**Passage to read:**
-------------------------

Have you tried getting up and turning your back toward him? Have you tried leaving the room? If so the next step, imo, would be the timeout method. Find a designated timeout area and leave him there for a minute. 

He needs to know that biting brings all play to a stop. It may take awhile but he'll get it. Forgot to ask, have you tried yelping?


----------



## IrishDaisy (Aug 9, 2012)

Hi guys,

I'm having a similar problem with Daisy at the moment. The minute I come into the kitchen in the morning and leave her out of her crate she latches onto my pijamas pants and when I tell her to stop her barks at me and snarls so i can see all her teeth. I've tried the yelping thing, it worked for a while but now she ignore it. I'm terrified what would happen if she does this to a child.


----------



## jaxdepo (Jun 21, 2012)

I recently looked up the Eruption (exfoliation) stages of a dogs teeth. 
I found this helpful. It helps us to deal with them if we can get to undertand them better.
You will see on the charts the stages when teeth are falling out and when knew ones are coming in and then you are able to look in the mouth and say hey I get it. 
My husband often will hold Jax's teething bone while he chews and he will hold it on the spot where you can tell he is feeling it the most. Jax loves this. 
The most important thing is to keep many types of teething toys around. Cold ones, dry ones, whatever you can. 
it will pass I'm sure. We are in the middle of it too and all you can do is keep trying and trying. 
I'm not sure how it will work for you and if others will agree but Jax doesn't bite me anymore and I use to have him on my lap and hold his teething rings while he chewed and like Isaid my husband holds the bones. Not always but sometimes and jax isn't about biting us anymore. The only time he is would be when he has to poop.
Worth a shot anyways.....


----------



## jaxdepo (Jun 21, 2012)

dezymond said:


> Have you tried getting up and turning your back toward him? Have you tried leaving the room? If so the next step, imo, would be the timeout method. Find a designated timeout area and leave him there for a minute.
> 
> I really agree with this method too! We have done the leave the room thing and oh boy does his attitude change!! He HATES being away from us so this is a punishment in itself for them! As much as we do not like it, we have used the crate 2 times as punishment. Once with biting and once with barking.
> He doesn't associate the crate whatsoever as a bad place but it has shown as a time out spot for him to chill out for a minute.


----------

-------------------------

Image box annotation records:
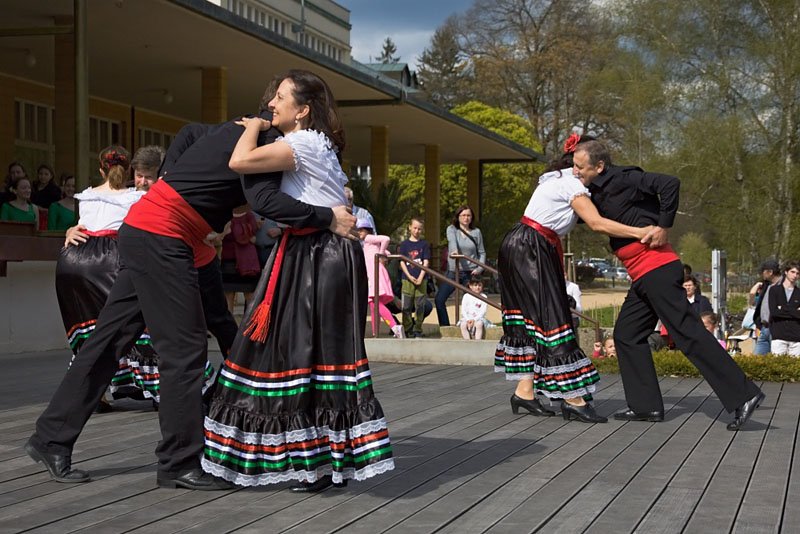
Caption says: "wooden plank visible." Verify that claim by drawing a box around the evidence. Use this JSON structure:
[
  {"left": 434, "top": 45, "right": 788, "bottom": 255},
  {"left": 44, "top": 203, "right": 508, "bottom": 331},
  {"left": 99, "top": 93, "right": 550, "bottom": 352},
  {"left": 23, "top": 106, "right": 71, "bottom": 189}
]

-------------------------

**Exercise prompt:** Write out the puppy-biting thread above word for word, everything from "My husband often" down to "Jax loves this.".

**Output of the exercise:**
My husband often will hold Jax's teething bone while he chews and he will hold it on the spot where you can tell he is feeling it the most. Jax loves this.